» Task requirements
Identify the line that contains "[point] gray pants" in the material. Output it and every line after it, unchanged, through the end.

(Labeled-object pointing entries)
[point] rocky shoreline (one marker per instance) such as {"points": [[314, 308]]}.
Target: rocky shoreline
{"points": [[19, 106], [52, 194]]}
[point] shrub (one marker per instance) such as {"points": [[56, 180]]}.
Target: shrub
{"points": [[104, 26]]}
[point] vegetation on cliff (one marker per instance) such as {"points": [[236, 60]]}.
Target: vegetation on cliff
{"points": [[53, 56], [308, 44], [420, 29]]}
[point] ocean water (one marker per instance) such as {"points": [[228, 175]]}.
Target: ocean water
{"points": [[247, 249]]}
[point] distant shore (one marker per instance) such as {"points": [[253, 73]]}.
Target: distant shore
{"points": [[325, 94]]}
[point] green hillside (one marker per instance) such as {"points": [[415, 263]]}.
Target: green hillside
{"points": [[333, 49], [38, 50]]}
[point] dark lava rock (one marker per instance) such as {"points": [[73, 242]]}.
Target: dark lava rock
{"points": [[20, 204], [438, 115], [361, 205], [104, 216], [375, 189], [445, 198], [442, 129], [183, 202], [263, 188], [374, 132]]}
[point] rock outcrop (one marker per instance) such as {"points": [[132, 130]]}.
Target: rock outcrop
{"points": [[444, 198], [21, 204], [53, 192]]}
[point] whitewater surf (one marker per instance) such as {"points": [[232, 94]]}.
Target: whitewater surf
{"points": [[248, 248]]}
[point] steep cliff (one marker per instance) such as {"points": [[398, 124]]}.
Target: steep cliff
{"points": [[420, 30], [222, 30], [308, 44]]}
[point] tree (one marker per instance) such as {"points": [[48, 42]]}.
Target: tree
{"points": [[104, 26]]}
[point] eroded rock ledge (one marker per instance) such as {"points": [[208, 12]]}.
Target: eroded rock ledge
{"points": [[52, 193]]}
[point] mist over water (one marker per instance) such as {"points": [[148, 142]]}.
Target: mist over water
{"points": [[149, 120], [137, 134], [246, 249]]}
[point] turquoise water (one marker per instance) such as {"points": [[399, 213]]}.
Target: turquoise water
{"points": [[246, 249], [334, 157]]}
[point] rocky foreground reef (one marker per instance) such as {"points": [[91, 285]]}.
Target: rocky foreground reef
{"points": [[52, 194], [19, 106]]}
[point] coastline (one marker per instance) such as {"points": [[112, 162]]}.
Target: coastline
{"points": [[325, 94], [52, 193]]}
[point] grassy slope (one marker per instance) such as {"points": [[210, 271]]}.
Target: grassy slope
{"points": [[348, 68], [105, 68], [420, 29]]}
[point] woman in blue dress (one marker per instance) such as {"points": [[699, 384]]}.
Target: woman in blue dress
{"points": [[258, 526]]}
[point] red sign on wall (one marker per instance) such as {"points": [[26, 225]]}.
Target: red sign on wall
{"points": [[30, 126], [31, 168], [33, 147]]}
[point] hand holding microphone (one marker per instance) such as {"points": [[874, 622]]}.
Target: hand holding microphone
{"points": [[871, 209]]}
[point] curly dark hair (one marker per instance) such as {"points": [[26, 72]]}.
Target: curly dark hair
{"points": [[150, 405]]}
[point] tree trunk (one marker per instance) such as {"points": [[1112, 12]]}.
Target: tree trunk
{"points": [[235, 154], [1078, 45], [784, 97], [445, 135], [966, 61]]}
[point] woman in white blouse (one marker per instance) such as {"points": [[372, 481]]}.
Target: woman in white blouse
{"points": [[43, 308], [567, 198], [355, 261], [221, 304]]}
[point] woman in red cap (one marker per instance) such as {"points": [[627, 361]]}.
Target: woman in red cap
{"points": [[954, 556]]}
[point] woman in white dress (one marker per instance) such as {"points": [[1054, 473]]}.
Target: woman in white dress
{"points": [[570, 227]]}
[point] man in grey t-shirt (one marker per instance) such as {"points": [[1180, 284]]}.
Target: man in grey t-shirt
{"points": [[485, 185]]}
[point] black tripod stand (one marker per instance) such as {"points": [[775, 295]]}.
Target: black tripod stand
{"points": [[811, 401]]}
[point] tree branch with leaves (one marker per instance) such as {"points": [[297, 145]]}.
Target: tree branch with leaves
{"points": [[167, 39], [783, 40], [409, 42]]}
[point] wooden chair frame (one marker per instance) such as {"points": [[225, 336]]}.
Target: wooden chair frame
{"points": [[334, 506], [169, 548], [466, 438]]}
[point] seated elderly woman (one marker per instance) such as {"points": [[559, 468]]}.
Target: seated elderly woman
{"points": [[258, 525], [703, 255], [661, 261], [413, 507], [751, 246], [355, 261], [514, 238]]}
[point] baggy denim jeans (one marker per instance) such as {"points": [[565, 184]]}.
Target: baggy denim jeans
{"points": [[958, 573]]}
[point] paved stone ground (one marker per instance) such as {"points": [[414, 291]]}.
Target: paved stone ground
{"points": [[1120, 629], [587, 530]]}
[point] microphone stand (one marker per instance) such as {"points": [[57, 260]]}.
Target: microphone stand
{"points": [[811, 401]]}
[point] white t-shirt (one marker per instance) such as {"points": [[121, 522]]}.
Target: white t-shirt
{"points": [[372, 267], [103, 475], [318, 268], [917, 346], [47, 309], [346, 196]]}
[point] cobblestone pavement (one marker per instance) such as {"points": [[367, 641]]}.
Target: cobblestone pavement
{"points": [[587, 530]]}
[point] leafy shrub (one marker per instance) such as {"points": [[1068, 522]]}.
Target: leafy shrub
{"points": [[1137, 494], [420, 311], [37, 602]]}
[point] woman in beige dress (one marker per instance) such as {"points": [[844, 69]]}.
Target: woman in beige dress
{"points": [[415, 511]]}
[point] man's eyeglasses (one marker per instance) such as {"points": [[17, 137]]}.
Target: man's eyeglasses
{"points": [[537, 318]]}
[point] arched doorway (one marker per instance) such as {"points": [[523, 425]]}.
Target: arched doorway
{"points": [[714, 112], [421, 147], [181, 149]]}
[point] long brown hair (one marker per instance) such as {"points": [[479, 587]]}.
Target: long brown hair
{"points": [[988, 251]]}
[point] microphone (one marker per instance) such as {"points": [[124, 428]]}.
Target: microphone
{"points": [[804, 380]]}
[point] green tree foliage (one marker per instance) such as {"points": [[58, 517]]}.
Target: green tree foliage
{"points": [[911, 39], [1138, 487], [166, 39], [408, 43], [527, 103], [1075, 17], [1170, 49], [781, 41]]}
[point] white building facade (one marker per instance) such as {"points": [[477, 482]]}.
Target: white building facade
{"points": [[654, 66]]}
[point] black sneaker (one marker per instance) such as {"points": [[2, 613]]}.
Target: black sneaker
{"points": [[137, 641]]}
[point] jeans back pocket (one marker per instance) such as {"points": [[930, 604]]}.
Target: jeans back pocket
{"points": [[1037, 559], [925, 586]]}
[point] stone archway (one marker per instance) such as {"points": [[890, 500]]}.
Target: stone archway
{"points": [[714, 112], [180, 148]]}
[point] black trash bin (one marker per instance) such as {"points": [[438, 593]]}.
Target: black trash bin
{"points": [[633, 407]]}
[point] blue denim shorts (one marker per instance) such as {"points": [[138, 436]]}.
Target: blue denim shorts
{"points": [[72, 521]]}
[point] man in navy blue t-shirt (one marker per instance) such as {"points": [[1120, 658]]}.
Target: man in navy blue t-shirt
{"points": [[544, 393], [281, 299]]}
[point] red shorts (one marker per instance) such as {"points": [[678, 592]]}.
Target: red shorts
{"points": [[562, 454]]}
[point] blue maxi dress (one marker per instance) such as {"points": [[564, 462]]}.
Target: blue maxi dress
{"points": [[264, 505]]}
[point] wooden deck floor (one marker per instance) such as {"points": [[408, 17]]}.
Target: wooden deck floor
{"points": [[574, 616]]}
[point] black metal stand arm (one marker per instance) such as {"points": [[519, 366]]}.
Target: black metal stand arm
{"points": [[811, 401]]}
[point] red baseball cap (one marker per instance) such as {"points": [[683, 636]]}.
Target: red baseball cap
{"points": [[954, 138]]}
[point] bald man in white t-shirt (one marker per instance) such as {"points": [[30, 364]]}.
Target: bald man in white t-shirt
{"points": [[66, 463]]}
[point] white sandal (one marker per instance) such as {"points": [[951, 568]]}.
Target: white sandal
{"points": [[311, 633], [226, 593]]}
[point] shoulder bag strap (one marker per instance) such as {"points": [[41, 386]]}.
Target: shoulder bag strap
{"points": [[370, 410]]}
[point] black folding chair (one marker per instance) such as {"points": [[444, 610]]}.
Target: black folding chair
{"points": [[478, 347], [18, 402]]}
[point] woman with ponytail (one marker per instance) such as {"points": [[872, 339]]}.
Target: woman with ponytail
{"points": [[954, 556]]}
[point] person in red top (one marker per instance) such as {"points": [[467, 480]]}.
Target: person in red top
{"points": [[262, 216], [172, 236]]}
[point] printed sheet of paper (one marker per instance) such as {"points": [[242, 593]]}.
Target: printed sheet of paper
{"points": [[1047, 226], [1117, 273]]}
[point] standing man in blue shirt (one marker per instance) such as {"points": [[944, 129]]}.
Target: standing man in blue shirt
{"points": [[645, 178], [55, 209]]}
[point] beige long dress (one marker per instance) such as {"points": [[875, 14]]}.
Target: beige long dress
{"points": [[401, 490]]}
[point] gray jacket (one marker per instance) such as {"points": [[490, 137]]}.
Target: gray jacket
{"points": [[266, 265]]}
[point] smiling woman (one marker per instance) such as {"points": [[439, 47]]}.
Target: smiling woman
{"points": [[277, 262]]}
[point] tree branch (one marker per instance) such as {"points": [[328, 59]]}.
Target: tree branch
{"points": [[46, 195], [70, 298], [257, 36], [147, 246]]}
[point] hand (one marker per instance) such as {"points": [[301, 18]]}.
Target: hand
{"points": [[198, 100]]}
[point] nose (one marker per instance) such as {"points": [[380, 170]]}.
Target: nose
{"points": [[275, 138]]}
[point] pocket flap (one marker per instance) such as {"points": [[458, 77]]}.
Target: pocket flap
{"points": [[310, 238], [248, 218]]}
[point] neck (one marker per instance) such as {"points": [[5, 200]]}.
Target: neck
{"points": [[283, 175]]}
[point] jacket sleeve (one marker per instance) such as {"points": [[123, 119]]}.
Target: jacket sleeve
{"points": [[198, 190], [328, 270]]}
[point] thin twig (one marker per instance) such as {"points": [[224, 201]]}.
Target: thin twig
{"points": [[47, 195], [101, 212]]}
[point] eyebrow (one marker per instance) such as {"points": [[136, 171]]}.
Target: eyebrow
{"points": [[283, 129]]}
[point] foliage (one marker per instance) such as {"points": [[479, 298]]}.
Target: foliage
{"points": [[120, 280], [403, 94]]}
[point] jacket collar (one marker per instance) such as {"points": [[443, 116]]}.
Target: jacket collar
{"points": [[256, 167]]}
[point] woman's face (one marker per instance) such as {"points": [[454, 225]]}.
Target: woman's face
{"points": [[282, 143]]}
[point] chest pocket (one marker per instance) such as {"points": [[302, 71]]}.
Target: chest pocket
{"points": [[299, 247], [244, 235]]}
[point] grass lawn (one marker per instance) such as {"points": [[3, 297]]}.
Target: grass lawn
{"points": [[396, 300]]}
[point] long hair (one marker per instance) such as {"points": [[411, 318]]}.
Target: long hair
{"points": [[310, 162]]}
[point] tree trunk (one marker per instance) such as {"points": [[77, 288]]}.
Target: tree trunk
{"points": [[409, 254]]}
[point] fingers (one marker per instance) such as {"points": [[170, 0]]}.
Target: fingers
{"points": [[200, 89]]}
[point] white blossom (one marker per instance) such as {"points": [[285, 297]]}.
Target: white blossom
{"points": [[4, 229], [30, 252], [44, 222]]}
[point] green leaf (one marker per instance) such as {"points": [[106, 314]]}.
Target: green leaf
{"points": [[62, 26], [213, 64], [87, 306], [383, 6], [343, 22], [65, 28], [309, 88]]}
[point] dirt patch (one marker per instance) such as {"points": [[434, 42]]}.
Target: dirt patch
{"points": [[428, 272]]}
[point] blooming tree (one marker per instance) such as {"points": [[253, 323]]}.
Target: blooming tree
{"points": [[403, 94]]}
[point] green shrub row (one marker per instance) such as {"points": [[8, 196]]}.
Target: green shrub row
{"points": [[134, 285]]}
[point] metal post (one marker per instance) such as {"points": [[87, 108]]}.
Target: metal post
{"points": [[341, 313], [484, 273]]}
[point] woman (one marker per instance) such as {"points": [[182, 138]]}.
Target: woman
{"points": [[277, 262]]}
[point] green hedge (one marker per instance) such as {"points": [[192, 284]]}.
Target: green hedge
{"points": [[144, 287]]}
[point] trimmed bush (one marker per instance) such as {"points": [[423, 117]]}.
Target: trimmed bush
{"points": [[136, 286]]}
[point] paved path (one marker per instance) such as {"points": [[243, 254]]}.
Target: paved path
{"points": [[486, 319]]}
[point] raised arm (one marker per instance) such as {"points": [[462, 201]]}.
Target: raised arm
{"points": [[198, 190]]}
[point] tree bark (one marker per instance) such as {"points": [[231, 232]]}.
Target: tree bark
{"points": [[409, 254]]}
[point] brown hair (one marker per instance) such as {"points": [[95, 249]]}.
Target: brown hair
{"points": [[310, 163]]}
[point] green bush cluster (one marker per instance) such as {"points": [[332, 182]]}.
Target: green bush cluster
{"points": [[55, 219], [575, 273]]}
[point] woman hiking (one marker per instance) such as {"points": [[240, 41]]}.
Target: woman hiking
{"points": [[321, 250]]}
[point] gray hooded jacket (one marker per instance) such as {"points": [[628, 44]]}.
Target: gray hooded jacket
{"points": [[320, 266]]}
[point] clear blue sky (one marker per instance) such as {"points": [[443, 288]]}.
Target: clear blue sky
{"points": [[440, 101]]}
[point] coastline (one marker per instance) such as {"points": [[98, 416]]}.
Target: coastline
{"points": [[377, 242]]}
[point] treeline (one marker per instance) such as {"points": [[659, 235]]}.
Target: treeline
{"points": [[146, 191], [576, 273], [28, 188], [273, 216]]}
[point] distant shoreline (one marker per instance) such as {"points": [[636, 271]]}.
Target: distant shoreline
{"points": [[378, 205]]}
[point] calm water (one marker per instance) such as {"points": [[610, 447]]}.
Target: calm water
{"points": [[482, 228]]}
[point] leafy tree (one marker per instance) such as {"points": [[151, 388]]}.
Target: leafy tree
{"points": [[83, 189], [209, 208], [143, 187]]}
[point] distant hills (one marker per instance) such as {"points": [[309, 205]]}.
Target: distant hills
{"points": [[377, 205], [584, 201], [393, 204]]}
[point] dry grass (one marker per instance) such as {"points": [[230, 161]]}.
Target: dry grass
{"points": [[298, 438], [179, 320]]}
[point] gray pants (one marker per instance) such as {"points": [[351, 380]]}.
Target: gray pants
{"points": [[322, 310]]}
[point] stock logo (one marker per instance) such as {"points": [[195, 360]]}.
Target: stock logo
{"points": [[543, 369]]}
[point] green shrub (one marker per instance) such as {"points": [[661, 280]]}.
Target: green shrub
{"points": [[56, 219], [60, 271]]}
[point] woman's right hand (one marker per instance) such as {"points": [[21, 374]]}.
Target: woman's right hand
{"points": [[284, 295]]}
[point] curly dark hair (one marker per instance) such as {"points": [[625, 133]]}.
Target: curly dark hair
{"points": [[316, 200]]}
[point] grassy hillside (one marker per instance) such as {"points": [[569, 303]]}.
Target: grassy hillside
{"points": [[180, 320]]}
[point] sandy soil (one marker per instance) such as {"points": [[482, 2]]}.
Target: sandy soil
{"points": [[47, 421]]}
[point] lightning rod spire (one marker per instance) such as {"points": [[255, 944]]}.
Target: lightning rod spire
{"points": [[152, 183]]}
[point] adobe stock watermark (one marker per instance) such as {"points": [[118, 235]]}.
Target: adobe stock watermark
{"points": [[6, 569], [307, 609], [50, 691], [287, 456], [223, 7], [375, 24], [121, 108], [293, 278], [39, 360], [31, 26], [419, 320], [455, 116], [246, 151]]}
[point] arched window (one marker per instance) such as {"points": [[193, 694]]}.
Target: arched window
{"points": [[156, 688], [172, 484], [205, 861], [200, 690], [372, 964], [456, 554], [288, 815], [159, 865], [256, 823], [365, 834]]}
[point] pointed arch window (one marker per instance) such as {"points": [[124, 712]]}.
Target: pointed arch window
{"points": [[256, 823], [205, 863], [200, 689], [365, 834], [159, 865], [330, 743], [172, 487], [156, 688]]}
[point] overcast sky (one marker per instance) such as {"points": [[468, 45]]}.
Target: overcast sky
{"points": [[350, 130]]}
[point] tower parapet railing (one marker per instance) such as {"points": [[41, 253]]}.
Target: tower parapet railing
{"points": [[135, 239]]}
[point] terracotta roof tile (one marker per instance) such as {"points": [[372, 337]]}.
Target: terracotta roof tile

» Solution below
[point] gray pants (one marker per instance) such as {"points": [[351, 380]]}.
Target: gray pants
{"points": [[322, 310]]}
[point] stock logo (one marker per instance) such as {"points": [[195, 360]]}.
Target: stock logo
{"points": [[543, 369]]}
[point] green shrub (one marker per instance) such as {"points": [[661, 280]]}.
Target: green shrub
{"points": [[56, 219], [60, 271]]}
[point] woman's right hand (one marker per instance) such as {"points": [[21, 374]]}.
Target: woman's right hand
{"points": [[284, 295]]}
[point] curly dark hair (one marker per instance) such as {"points": [[625, 133]]}.
Target: curly dark hair
{"points": [[316, 200]]}
[point] grassy hillside (one marker per instance) such as {"points": [[569, 303]]}.
Target: grassy hillside
{"points": [[180, 320]]}
[point] sandy soil (one marker per instance) such as {"points": [[482, 2]]}.
Target: sandy soil
{"points": [[47, 421]]}
[point] lightning rod spire (one marker per instance) such as {"points": [[255, 944]]}.
Target: lightning rod spire
{"points": [[152, 183]]}
[point] adobe stock watermark (one marker per instance) such as {"points": [[118, 235]]}.
Target: adobe stock watermark
{"points": [[6, 569], [307, 609], [50, 691], [287, 456], [223, 7], [375, 24], [121, 108], [293, 278], [39, 360], [31, 26], [419, 320], [455, 116], [246, 151]]}
[point] arched window (one marker per instance) such as {"points": [[193, 694]]}.
Target: arched window
{"points": [[156, 688], [172, 484], [205, 861], [200, 690], [372, 964], [456, 554], [288, 815], [159, 865], [256, 823], [365, 834]]}
[point] pointed arch window (one marker per instance) such as {"points": [[124, 712]]}.
Target: pointed arch window
{"points": [[256, 823], [205, 863], [200, 689], [365, 834], [159, 865], [330, 743], [172, 487], [156, 688]]}
[point] overcast sky (one marker per instance) such as {"points": [[468, 45]]}.
Target: overcast sky
{"points": [[350, 130]]}
[point] tower parapet railing (one marker per instance) such as {"points": [[41, 253]]}.
Target: tower parapet railing
{"points": [[135, 239]]}
[point] terracotta roof tile (one marker per instance) such as {"points": [[372, 337]]}.
Target: terracotta roof tile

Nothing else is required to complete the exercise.